## Extrait choisi
La perception du risque menaçant la concurrence

Les entreprises croient en grande majorité que le risque de fraude financière auquel elles sont exposées est égal ou inférieur à celui qui menace leurs concurrents. Les répondants qui estiment que ce danger est moins élevé dans leur entreprise que chez leurs compétiteurs sont trois fois plus nombreux que ceux qui affirment l’inverse.

De même, la plupart des personnes interrogées sont d’avis que les autres secteurs font face à un risque de fraude financière comparable ou supérieur à celui où leur entreprise exerce ses activités. Pour trois répondants qui sont de cet avis, on en compte un qui pense le contraire.

Corey Bloom affirme qu’il est tentant de croire que la fraude a lieu ailleurs. « En réalité, tout le monde peut être une cible. L’ACFE estime que les organisations perdent annuellement environ 5 % de leurs revenus à des actes frauduleux. Il faut donc s’intéresser à ce qui se passe dans sa propre cour et faire preuve de vigilance. Les fraudes dont une entreprise peut être la victime vont varier selon la nature de ses activités. »

## Exercices proposés
1 - Répondez aux questions suivantes à l'aide de l'extrait sur la perception du risque de fraude.
(a) Combien de fois plus nombreux sont les répondants qui jugent le danger moins élevé dans leur entreprise que chez leurs compétiteurs, par rapport à ceux qui affirment l'inverse ?
(b) Selon l'ACFE, quelle part de leurs revenus les organisations perdent-elles chaque année à cause d'actes frauduleux ?
(c) D'après Corey Bloom, de quoi dépendent les fraudes dont une entreprise peut être la victime ?
2 - Relevez, dans l'ordre, toutes les formes conjuguées des verbes d'opinion ou de déclaration (comme « croire » ou « dire ») qui figurent dans l'extrait sur la perception du risque de fraude.
3 - Recopiez fidèlement le passage de l'extrait sur la perception du risque de fraude qui commence par « De même, la » et se poursuit jusqu'à « pense le contraire. ».

## Lignes
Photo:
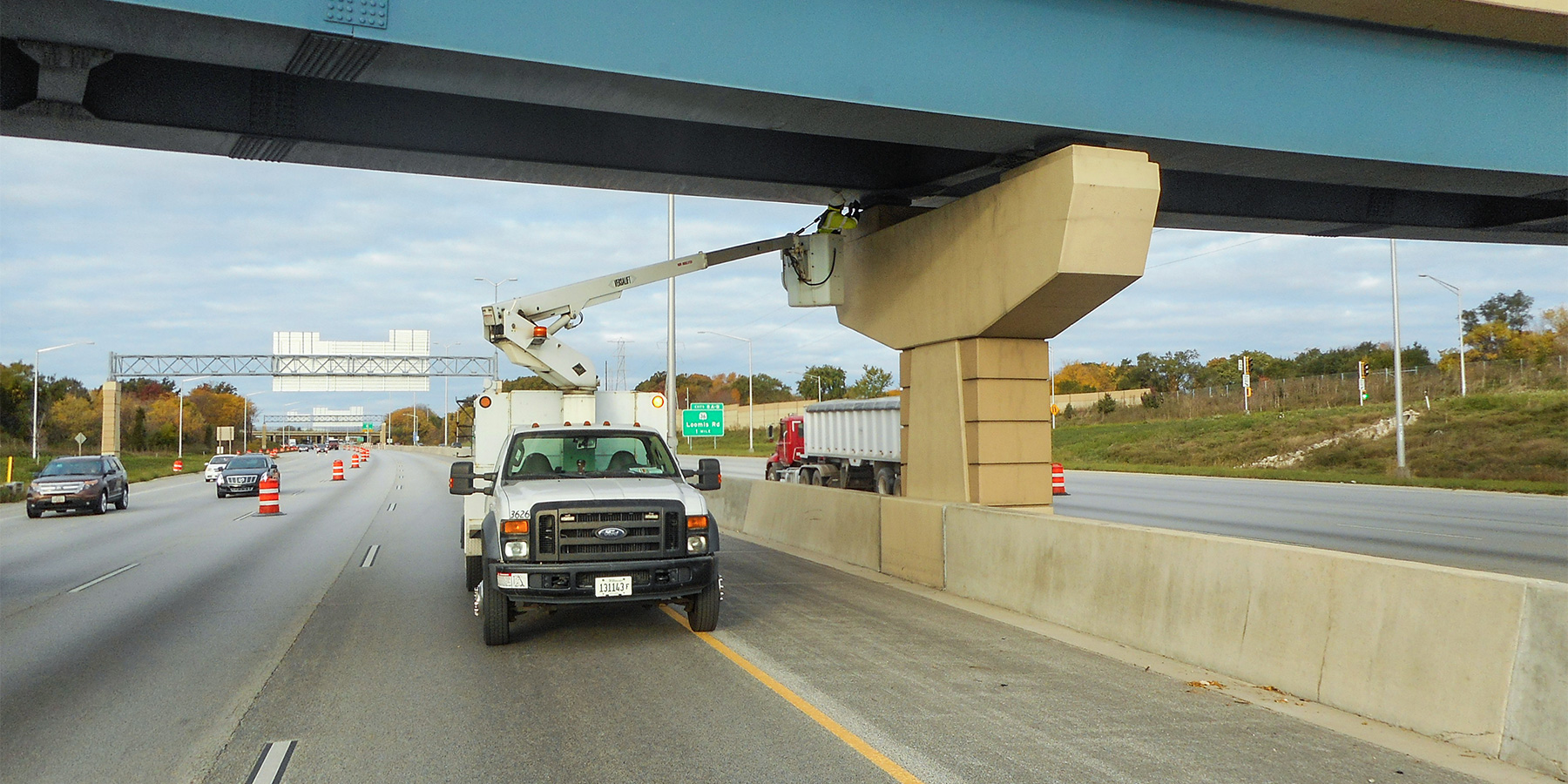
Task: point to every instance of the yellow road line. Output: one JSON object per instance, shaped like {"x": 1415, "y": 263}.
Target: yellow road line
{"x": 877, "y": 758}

--

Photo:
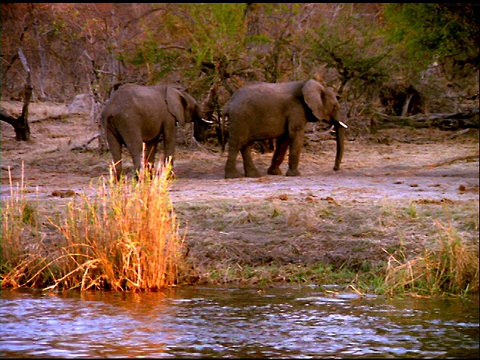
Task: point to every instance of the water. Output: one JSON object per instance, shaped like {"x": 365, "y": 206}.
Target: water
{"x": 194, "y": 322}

...

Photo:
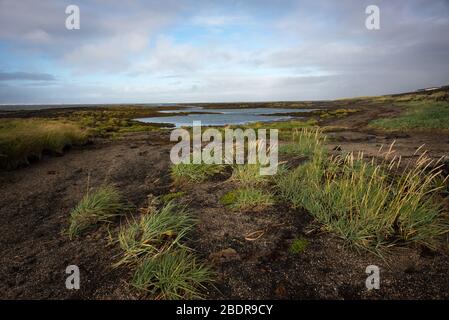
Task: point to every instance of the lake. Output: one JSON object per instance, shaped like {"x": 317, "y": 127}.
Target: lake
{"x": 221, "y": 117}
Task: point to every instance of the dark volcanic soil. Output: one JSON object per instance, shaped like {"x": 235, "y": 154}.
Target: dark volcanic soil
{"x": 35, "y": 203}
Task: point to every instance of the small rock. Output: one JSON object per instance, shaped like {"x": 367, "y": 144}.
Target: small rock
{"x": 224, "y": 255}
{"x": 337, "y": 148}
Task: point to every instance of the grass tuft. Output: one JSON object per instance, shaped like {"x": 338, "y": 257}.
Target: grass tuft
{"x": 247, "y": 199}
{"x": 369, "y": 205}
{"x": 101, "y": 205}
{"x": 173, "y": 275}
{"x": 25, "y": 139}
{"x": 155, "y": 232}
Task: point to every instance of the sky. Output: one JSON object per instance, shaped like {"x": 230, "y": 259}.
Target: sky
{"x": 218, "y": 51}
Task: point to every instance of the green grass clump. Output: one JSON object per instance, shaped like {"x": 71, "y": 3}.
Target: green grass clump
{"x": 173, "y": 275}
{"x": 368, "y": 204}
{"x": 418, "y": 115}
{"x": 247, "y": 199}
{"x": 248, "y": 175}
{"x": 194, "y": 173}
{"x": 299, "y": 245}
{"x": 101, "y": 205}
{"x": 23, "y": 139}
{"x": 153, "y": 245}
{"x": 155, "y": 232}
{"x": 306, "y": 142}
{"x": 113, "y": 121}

## Corrigés détaillés
1 -
(a) Ils sont trois fois plus nombreux.
(b) Elles en perdent environ 5 %.
(c) Elles dépendent de la nature des activités de l'entreprise.

2 - croient, estiment, affirment, pense, affirme, estime

3 -
De même, la plupart des personnes interrogées sont d’avis que les autres secteurs font face à un risque de fraude financière comparable ou supérieur à celui où leur entreprise exerce ses activités. Pour trois répondants qui sont de cet avis, on en compte un qui pense le contraire.